# START OF Extracted records

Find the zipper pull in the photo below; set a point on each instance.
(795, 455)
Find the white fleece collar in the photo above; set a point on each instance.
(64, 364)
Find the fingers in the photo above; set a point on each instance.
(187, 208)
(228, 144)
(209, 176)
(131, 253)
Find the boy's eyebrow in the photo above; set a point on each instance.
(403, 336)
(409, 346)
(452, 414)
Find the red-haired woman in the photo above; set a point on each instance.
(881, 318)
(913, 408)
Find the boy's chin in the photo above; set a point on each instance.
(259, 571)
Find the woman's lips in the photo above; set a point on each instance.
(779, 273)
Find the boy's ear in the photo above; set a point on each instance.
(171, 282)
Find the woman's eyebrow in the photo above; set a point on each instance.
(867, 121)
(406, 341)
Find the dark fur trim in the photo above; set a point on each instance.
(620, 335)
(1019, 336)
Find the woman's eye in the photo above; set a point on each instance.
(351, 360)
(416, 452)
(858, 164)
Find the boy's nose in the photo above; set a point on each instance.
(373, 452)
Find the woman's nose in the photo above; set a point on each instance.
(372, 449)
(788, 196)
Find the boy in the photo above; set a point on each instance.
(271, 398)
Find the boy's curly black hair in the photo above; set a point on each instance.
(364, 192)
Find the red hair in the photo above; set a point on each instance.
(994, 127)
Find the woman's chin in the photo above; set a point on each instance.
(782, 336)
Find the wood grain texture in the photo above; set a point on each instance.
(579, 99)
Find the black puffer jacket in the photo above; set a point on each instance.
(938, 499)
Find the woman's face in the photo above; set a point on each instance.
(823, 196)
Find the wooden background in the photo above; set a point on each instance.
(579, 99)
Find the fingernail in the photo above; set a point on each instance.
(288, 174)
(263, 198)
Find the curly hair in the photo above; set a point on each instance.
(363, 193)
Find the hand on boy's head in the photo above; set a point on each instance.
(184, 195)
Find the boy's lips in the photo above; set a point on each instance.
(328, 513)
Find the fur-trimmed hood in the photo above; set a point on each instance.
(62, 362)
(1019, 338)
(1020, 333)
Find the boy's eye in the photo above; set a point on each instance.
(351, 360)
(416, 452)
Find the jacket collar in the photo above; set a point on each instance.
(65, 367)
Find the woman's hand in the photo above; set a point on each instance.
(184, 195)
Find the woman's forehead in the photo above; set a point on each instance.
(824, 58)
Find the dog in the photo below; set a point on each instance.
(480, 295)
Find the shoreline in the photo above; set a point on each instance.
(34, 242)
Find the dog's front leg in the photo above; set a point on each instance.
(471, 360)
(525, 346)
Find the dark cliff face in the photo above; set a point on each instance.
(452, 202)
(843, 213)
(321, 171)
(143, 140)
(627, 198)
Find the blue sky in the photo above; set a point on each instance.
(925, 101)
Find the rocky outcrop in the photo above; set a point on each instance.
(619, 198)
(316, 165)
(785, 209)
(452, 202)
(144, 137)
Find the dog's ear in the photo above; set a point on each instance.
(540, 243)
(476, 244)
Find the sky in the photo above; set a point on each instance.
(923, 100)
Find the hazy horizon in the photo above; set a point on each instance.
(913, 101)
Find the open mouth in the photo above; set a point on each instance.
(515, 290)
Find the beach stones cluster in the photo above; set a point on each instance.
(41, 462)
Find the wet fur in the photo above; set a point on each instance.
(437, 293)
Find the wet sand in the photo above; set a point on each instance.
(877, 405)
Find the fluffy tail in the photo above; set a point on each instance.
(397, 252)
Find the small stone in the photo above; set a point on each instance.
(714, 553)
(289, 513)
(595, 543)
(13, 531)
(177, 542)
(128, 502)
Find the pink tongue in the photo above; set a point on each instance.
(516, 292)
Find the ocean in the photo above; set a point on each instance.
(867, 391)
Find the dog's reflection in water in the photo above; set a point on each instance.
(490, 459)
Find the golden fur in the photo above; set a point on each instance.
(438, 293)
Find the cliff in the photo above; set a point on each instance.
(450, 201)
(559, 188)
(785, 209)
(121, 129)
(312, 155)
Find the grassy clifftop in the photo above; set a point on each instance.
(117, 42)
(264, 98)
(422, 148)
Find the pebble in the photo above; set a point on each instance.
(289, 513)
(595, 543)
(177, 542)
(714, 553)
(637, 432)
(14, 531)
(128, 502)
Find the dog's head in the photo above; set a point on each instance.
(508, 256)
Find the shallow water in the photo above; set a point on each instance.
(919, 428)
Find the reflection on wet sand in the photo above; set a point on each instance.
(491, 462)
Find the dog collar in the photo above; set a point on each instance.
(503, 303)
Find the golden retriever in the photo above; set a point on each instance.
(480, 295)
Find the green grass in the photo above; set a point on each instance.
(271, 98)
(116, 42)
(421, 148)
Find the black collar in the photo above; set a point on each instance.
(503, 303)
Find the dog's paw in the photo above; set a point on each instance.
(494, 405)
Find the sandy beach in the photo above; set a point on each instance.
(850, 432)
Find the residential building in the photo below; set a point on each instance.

# END OF Extracted records

Without leaving anything out, give the entries again exactly.

**Result of the task:**
Find the zipper pull in the photo below; set a point on each instance.
(795, 455)
Find the white fleece collar in the photo above; set a point on each instance.
(64, 364)
Find the fingers in the photo above; set a point on each instance.
(187, 208)
(228, 144)
(209, 176)
(131, 253)
Find the boy's eyebrow in the photo above; set a point on each instance.
(403, 336)
(409, 346)
(452, 414)
Find the red-haired woman in the photo above; set a point on each instance.
(881, 318)
(913, 408)
Find the boy's chin in the photo above; set a point on each instance.
(259, 571)
Find the woman's lips in the photo above; set a point on each instance.
(779, 273)
Find the boy's ear in the photo above; set a point on each instance.
(171, 282)
Find the woman's eyebrow in the photo above; set a point on each instance.
(867, 121)
(406, 341)
Find the dark fur trim in the photo above; set a point on each instance.
(620, 335)
(1019, 336)
Find the woman's eye in the photo above; set a point on each instance.
(351, 360)
(416, 452)
(858, 164)
Find the boy's nose in the photo above; set a point on each instance.
(373, 452)
Find the woman's nose in the photo above; set a point on each instance.
(372, 449)
(788, 196)
Find the boy in the photo above; set a point on each instance.
(271, 398)
Find the boy's curly black hair in the photo above; set a point on each instance.
(364, 192)
Find the red hair in the photo above; set a point on each instance.
(994, 127)
Find the woman's chin in the photo above; set a point on each instance.
(782, 336)
Find the wood grain texture in the photo above; set a point on each instance.
(579, 99)
Find the black puffer jacket in the photo above; set a point on each instance.
(938, 499)
Find the woman's face in the photo above; set a point on each instance.
(823, 196)
Find the wooden background in the photo above; set a point on each instance.
(579, 99)
Find the fingernail in the photo above; set a point on each instance.
(288, 174)
(263, 198)
Find the curly hair in the photo above; set a point on each instance.
(363, 193)
Find the hand on boy's head in the photo above; set a point on each instance.
(184, 195)
Find the boy's lips in the photo above; set a point on each instance.
(328, 513)
Find the fur-trimmed hood in the photo above; set a point on each instance.
(62, 362)
(1019, 338)
(1020, 333)
Find the boy's eye in the photo above; set a point on each instance.
(351, 360)
(416, 452)
Find the jacket collar in the photo above; set a point on each instance.
(65, 367)
Find the woman's hand in the photo above; set a point on each instance.
(184, 195)
Find the woman's forehead in the photo above; set a point on each instance.
(824, 58)
Find the dog in the photo below; set a point on each instance.
(480, 295)
Find the shoreline in the photo above; set a point on each instance.
(34, 242)
Find the dog's front leg in the photo above; set a point on each instance.
(471, 360)
(525, 346)
Find the dark cliff face in the photo above; set a point on each instance.
(452, 202)
(843, 213)
(321, 171)
(143, 140)
(627, 198)
Find the blue sky in the photo above; set a point on each instance.
(925, 101)
Find the rocky outcrop in the photo above; set a point on each instance.
(619, 198)
(316, 165)
(785, 209)
(452, 202)
(144, 137)
Find the dog's ear in the photo above; set a point on each instance.
(540, 243)
(476, 244)
Find the sky in the photo above; set a point on each instance.
(923, 100)
Find the hazy horizon in the photo above; set a point on each instance.
(913, 101)
Find the open mouth in the photo above; set a point on each instance.
(515, 290)
Find the beach stones cluster in the photo above; set a point on each instance.
(41, 462)
Find the wet fur in the photo above; set a point on each instance.
(437, 293)
Find the wet sand in the photo above; set a point on each instance.
(877, 405)
Find the fluffy tail in the photo above; set a point on each instance.
(397, 252)
Find the small stone in the photo above; set a point on each instance.
(714, 553)
(289, 513)
(595, 543)
(13, 531)
(177, 542)
(128, 502)
Find the pink tongue in the photo above; set a point on each instance.
(516, 292)
Find the ocean in the photo above; set a point on each instance.
(867, 391)
Find the dog's reflection in water in the photo above; set a point on each instance.
(490, 459)
Find the golden fur in the photo above; set a point on each instance.
(438, 293)
Find the cliff in the photo above; set a point on each instance.
(450, 201)
(559, 188)
(785, 209)
(121, 129)
(312, 155)
Find the grassy clifftop in the photo above; set a point on each instance.
(117, 42)
(264, 98)
(422, 148)
Find the pebble in the photo above; set a point on each instance.
(289, 513)
(595, 543)
(177, 542)
(714, 553)
(637, 432)
(14, 531)
(128, 502)
Find the dog's head in the photo above; set a point on each instance.
(508, 256)
Find the shallow water in the photo above; set a point on each instance.
(919, 428)
Find the reflection on wet sand in the photo above; set a point on each instance.
(491, 462)
Find the dog collar in the photo above; set a point on each instance.
(503, 303)
Find the golden retriever in the photo above; set a point on each instance.
(480, 295)
Find the green grass in the photo above; set a point on each instance.
(271, 98)
(116, 42)
(421, 148)
Find the black collar in the photo above; set a point on each instance.
(503, 303)
Find the dog's paw in the photo above; set a point on each instance.
(494, 405)
Find the sandy beach in the photo above; set a point on each instance.
(850, 432)
Find the residential building in the photo below; set a point on each instance.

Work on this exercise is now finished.